(STATED PROBLEM) Please give the listing again in its entirety, exactly as written.

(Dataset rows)
-- start --

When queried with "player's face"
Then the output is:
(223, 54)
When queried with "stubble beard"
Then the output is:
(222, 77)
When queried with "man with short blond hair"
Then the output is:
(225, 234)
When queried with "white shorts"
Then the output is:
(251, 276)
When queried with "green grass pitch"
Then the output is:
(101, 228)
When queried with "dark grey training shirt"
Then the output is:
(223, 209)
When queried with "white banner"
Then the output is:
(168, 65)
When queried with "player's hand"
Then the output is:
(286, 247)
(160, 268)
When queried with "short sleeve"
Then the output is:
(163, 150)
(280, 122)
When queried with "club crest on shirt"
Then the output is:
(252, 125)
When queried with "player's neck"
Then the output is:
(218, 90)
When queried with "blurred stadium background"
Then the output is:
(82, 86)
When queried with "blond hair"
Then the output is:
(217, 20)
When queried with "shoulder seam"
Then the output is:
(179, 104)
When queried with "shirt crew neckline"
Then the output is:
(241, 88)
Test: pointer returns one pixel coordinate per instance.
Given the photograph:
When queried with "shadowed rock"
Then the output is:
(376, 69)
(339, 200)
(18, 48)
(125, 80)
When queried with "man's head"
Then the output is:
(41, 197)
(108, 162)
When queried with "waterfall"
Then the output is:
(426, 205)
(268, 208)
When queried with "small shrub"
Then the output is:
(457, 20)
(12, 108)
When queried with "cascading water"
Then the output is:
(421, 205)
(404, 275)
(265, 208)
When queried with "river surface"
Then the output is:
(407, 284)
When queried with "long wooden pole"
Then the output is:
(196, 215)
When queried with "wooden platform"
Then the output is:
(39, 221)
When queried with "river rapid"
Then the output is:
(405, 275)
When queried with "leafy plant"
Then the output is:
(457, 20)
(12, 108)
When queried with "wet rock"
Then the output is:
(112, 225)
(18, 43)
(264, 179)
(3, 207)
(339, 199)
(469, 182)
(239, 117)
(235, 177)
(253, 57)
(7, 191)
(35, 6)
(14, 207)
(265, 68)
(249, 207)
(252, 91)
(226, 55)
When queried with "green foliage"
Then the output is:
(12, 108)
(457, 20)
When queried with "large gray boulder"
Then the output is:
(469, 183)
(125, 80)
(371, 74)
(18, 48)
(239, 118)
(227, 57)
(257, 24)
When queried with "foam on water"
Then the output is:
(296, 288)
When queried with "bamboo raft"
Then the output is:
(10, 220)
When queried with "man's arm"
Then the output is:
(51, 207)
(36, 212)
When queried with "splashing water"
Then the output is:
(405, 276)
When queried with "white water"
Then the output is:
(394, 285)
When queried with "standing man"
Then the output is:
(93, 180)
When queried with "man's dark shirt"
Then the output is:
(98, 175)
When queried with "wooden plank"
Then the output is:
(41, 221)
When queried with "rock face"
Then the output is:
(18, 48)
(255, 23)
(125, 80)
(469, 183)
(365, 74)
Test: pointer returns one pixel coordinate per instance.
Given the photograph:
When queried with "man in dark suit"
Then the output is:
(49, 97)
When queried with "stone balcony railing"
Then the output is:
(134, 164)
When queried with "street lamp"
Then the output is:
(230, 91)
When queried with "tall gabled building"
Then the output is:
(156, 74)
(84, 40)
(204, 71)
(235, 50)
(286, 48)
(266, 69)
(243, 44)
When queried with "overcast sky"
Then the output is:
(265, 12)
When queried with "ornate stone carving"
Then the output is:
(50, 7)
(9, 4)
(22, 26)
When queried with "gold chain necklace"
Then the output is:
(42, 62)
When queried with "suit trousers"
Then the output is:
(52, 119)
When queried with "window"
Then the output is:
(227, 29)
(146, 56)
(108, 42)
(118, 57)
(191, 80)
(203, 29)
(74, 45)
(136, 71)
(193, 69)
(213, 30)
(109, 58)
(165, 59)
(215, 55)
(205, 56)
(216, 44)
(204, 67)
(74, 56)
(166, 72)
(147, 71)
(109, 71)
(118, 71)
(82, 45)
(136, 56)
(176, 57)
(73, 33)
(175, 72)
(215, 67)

-- end --

(THE ANSWER)
When queried with "player's face"
Then the output is:
(223, 54)
When queried with "stubble beard"
Then the output is:
(222, 77)
When queried with "man with short blond hair"
Then the output is:
(225, 234)
When queried with "white shorts"
Then the output is:
(251, 276)
When queried with "green grass pitch"
Then the output is:
(101, 228)
When queried with "dark grey training shirt"
Then the output is:
(223, 209)
When queried with "white banner"
Then the output is:
(168, 65)
When queried with "player's hand"
Then the output is:
(286, 247)
(160, 268)
When queried with "short sleeve"
Then the output is:
(163, 150)
(280, 122)
When queried with "club crest on shirt"
Then the output is:
(252, 125)
When queried with "player's neck"
Then the output is:
(218, 90)
When queried with "blurred stadium background"
Then the output is:
(82, 86)
When queried with "blond hair"
Then the output is:
(217, 20)
When queried with "shoulder seam"
Then the output is:
(179, 104)
When queried with "shirt crew neckline"
Then the output is:
(241, 88)
Test: pointer returns one pixel coordinate per instance.
Given the photograph:
When queried with "shadowed rock"
Then the output is:
(376, 69)
(339, 200)
(18, 48)
(125, 80)
When queried with "man's head"
Then the output is:
(41, 197)
(108, 162)
When queried with "waterfall"
Then the output is:
(426, 205)
(268, 208)
When queried with "small shrub"
Then the output is:
(457, 20)
(12, 108)
When queried with "cascading water"
Then the output is:
(421, 205)
(404, 275)
(265, 208)
When queried with "river surface"
Then the output is:
(407, 284)
When queried with "long wooden pole"
Then the output is:
(196, 215)
When queried with "wooden platform"
Then the output is:
(39, 221)
When queried with "river rapid"
Then the output is:
(405, 275)
When queried with "leafy plant"
Then the output is:
(457, 20)
(12, 108)
When queried with "wet rock"
Then the output is:
(112, 225)
(18, 43)
(264, 179)
(3, 207)
(339, 199)
(469, 182)
(239, 117)
(235, 177)
(253, 57)
(7, 191)
(35, 6)
(14, 207)
(265, 68)
(249, 207)
(252, 91)
(226, 55)
When queried with "green foliage"
Then the output is:
(12, 108)
(457, 20)
When queried with "large gray boulder"
Then the output is:
(469, 183)
(125, 80)
(371, 74)
(18, 48)
(239, 118)
(227, 57)
(257, 24)
When queried with "foam on water"
Then the output is:
(296, 288)
When queried with "bamboo raft"
Then the output is:
(10, 220)
When queried with "man's arm"
Then the output is:
(51, 207)
(36, 212)
When queried with "splashing water"
Then the output is:
(405, 276)
When queried with "white water"
Then the output is:
(394, 285)
When queried with "standing man"
Then the output is:
(93, 180)
When queried with "man's dark shirt"
Then the output is:
(98, 175)
When queried with "wooden plank"
Then the output is:
(41, 221)
When queried with "rock face"
Then the output is:
(18, 48)
(255, 23)
(125, 80)
(469, 183)
(365, 74)
Test: pointer returns one pixel coordinate per instance.
Given the photograph:
When queried with "man in dark suit"
Then the output is:
(49, 97)
When queried with "stone balcony railing"
Then the output is:
(134, 164)
When queried with "street lamp"
Then the output is:
(230, 91)
When queried with "tall gabled building"
Then the output is:
(156, 74)
(84, 40)
(204, 71)
(235, 50)
(286, 48)
(266, 69)
(243, 44)
When queried with "overcast sky"
Then the output is:
(265, 12)
When queried with "ornate stone carving"
Then the output is:
(50, 7)
(9, 4)
(22, 26)
When queried with "gold chain necklace"
Then the output is:
(42, 62)
When queried with "suit trousers"
Then the output is:
(52, 119)
When queried with "window"
Then the output is:
(227, 29)
(146, 56)
(108, 42)
(118, 57)
(191, 80)
(203, 29)
(74, 45)
(136, 71)
(193, 69)
(213, 30)
(109, 58)
(165, 59)
(215, 55)
(205, 56)
(216, 44)
(204, 67)
(74, 56)
(166, 72)
(147, 71)
(109, 71)
(118, 71)
(82, 45)
(136, 56)
(176, 57)
(73, 33)
(175, 72)
(215, 67)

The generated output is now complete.